- _Work to do_:
Output every entry exactly as written.

(Records contained in a dataset)
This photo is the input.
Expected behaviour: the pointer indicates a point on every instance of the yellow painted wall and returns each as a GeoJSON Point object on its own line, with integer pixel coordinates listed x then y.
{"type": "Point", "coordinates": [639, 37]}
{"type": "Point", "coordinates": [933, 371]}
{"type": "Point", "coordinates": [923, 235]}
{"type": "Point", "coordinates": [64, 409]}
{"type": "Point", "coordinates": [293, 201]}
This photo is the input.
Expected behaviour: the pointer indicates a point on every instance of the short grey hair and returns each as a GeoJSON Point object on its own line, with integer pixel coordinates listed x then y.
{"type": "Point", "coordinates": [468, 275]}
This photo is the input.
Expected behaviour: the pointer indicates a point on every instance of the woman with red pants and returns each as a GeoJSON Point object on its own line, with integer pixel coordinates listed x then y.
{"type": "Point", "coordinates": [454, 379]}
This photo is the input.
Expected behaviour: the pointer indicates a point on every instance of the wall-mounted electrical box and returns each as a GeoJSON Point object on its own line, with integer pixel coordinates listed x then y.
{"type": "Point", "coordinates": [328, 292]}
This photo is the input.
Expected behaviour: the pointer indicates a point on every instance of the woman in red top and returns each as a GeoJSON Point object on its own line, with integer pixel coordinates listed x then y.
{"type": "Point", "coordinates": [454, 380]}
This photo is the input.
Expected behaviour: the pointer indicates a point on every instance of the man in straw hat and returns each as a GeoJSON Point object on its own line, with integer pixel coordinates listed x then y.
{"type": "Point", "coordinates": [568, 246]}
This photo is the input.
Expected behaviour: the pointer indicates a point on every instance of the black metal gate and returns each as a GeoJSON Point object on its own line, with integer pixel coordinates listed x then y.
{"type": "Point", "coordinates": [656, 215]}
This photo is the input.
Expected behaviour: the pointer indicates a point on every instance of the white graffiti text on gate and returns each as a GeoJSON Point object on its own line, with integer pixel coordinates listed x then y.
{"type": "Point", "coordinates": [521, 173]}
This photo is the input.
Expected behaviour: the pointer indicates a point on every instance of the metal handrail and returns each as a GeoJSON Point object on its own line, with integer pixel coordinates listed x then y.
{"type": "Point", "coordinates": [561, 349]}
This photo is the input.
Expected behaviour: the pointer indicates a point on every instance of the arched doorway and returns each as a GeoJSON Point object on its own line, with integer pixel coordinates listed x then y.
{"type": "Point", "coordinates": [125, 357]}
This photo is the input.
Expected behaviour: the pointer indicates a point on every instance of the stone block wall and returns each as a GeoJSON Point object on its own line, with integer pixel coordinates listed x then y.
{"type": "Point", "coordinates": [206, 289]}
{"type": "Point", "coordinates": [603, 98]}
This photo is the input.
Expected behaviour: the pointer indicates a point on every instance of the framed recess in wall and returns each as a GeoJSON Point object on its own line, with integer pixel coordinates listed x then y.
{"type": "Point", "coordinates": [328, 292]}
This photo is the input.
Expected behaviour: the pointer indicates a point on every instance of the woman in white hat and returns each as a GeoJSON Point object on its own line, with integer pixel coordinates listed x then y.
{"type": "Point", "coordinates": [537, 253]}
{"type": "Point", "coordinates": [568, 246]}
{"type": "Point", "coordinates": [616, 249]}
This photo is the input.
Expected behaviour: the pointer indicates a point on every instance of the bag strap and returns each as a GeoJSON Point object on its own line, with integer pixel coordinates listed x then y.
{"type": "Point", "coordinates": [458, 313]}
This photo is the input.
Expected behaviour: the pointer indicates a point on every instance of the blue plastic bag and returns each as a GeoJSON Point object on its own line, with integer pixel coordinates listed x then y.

- _Solution for this problem_:
This photo is the input.
Expected behaviour: the pointer indicates a point on every instance of the yellow painted wall and returns each as a GeoJSON Point object on its own line, with integer pixel coordinates listed x then y.
{"type": "Point", "coordinates": [639, 37]}
{"type": "Point", "coordinates": [933, 371]}
{"type": "Point", "coordinates": [923, 235]}
{"type": "Point", "coordinates": [64, 409]}
{"type": "Point", "coordinates": [293, 201]}
This photo is the input.
Expected behaviour: the pointer indicates a point on every instance of the short grey hair and returns each as a GeoJSON Point object on its own line, with integer pixel coordinates listed x then y.
{"type": "Point", "coordinates": [468, 275]}
This photo is the input.
Expected behaviour: the pointer indicates a point on every instance of the woman with red pants and returns each as a GeoJSON Point object on its own line, with integer pixel coordinates listed x then y.
{"type": "Point", "coordinates": [454, 379]}
This photo is the input.
Expected behaviour: the pointer indicates a point on every instance of the wall-mounted electrical box and returns each as a GeoJSON Point object on its own line, with integer pixel coordinates listed x then y.
{"type": "Point", "coordinates": [328, 292]}
This photo is the input.
Expected behaviour: the pointer indicates a point on every instance of the woman in red top and returns each as a GeoJSON Point object on its own line, with integer pixel coordinates listed x then y.
{"type": "Point", "coordinates": [454, 380]}
This photo is the input.
Expected behaviour: the pointer indicates a point on every instance of the man in straw hat and returns each as a GeoJSON Point object on its own line, with integer pixel coordinates listed x then y.
{"type": "Point", "coordinates": [568, 246]}
This photo is the input.
Expected behaviour: the pointer indicates a point on every instance of the black metal gate and returns each as a GeoJSON Point object on its own line, with integer pixel coordinates listed x then y.
{"type": "Point", "coordinates": [656, 215]}
This photo is the input.
Expected behaviour: the pointer indicates a point on every instance of the white graffiti text on gate and returns each as a GeoJSON Point object on its own line, with integer pixel coordinates listed x then y.
{"type": "Point", "coordinates": [521, 173]}
This photo is the input.
Expected behaviour: the pointer indicates a point on every instance of the metal handrail and returns each as a GeoJSON Point object on its own line, with integer pixel coordinates listed x then y.
{"type": "Point", "coordinates": [561, 349]}
This photo is the input.
Expected behaviour: the pointer indicates a point on every instance of the arched doorway and returns each as a GeoJSON Point object on its own line, with integer pixel coordinates listed x then y.
{"type": "Point", "coordinates": [125, 357]}
This photo is the input.
Expected behaviour: the pointer indicates a point on every instance of the stone block wall and returns each as a GeoJSON Point object on its own line, with integer pixel coordinates listed x then y.
{"type": "Point", "coordinates": [206, 289]}
{"type": "Point", "coordinates": [603, 98]}
This photo is the input.
Expected behaviour: the pointer indicates a point on every instance of the framed recess in wall and returns each as a GeoJSON Point object on its own line, with integer pixel coordinates listed x then y.
{"type": "Point", "coordinates": [328, 292]}
This photo is the input.
Expected behaviour: the pointer indicates a point on every instance of the woman in white hat and returns each as a GeoJSON Point object on its own line, with integer pixel coordinates listed x then y.
{"type": "Point", "coordinates": [537, 253]}
{"type": "Point", "coordinates": [568, 246]}
{"type": "Point", "coordinates": [616, 249]}
This photo is the input.
Expected behaviour: the pointer indicates a point on every instance of the bag strap and returns each as a GeoJSON Point object on its own line, with integer pixel coordinates listed x then y.
{"type": "Point", "coordinates": [458, 313]}
This photo is the input.
Expected behaviour: the pointer indicates a point on every instance of the blue plastic bag and returns each as a GeoJSON Point object on its own line, with integer pixel coordinates listed x then y.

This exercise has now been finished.